The input:
----

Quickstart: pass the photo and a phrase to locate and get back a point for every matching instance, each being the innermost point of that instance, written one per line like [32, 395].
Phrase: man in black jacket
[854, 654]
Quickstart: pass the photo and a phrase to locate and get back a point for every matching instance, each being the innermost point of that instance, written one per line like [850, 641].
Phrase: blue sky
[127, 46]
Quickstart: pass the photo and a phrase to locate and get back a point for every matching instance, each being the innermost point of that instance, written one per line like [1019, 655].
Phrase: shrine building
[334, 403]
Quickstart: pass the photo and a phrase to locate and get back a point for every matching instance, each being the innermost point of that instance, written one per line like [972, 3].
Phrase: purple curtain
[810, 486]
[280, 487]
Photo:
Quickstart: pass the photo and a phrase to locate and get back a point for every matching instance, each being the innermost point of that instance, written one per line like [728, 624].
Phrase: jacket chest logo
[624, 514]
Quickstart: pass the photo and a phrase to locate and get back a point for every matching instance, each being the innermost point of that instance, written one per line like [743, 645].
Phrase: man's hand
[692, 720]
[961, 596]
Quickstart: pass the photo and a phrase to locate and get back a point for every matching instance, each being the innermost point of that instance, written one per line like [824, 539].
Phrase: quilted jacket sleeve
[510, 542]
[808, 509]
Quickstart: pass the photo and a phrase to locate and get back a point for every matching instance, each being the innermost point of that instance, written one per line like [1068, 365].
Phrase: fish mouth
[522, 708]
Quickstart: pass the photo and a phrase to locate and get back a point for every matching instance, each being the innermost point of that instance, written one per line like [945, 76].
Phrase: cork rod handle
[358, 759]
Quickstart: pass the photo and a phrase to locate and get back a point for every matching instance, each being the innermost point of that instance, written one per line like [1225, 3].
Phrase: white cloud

----

Exercise objective: Would you transcribe, exactly, the lines running from the one that contains "like [945, 76]." through the final line of the listing above? Include both ends and nothing else.

Exercise answer:
Quickstart: pass the photo and a phrase to locate and get back a point for every matching instance, each being the innermost point of that instance, written one per line like [945, 76].
Phrase: cork rod handle
[358, 759]
Quickstart: pass the photo and a phrase to locate and get back a point for every matching instance, each being the innermost point of that instance, written one per line like [1225, 3].
Phrase: white cloud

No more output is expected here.